_Supplied material_
+++
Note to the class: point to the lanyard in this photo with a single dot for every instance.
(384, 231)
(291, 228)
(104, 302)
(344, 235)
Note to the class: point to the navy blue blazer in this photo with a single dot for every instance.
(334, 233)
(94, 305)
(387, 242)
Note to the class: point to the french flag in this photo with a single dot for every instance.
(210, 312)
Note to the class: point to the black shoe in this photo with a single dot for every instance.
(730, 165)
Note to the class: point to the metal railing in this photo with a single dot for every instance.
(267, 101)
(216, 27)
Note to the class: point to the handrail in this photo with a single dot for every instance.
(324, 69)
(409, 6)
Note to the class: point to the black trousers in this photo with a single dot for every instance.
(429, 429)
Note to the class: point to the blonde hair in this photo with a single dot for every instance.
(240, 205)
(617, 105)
+++
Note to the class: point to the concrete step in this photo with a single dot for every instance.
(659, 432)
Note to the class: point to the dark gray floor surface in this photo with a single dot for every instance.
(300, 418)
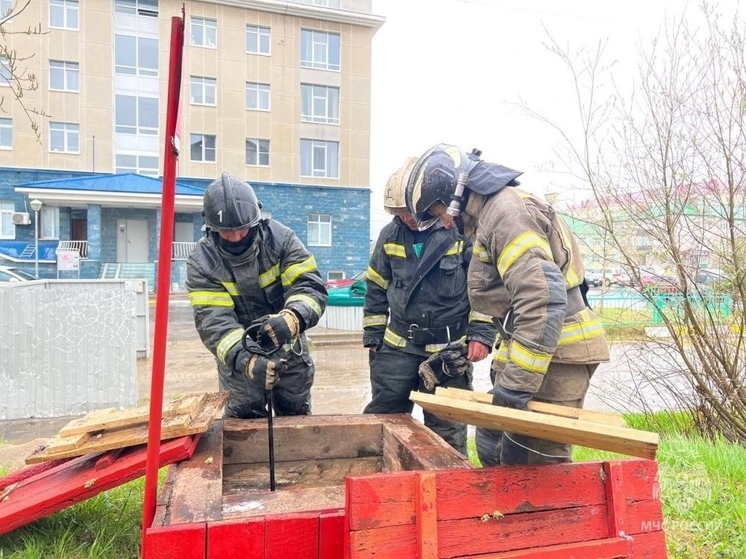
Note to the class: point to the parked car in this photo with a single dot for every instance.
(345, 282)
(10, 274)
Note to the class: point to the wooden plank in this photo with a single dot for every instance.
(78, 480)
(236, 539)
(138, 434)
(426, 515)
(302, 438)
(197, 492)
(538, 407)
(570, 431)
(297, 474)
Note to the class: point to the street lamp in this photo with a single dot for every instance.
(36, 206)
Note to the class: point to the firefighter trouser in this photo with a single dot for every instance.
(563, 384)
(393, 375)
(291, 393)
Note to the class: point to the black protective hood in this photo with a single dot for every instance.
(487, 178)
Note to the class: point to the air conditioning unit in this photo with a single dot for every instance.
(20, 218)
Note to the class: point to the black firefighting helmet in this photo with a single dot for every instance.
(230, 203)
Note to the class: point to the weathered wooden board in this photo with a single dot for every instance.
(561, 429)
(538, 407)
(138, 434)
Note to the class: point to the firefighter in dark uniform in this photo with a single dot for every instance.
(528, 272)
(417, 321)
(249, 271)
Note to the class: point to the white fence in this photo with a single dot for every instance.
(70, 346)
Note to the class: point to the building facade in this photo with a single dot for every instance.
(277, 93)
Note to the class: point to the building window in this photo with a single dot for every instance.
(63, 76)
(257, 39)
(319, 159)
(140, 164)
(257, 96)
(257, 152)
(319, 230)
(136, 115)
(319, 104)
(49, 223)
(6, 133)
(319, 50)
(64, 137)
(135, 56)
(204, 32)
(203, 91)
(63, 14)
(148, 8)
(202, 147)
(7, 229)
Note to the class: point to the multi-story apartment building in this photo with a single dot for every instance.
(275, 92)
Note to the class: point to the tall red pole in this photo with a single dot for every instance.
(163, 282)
+++
_Exercise brief_
From the items above, pick out each line that contains the string "building", and copy those lines. Matching is case-sensitive.

_The answer_
Note to the class: point to the building facade in this photo with a single dot for every instance.
Note to the class: point to the building window in this photo with a single dot for every instance.
Note to the class: point to the multi-story apartment building in this photo with a single dot for every instance.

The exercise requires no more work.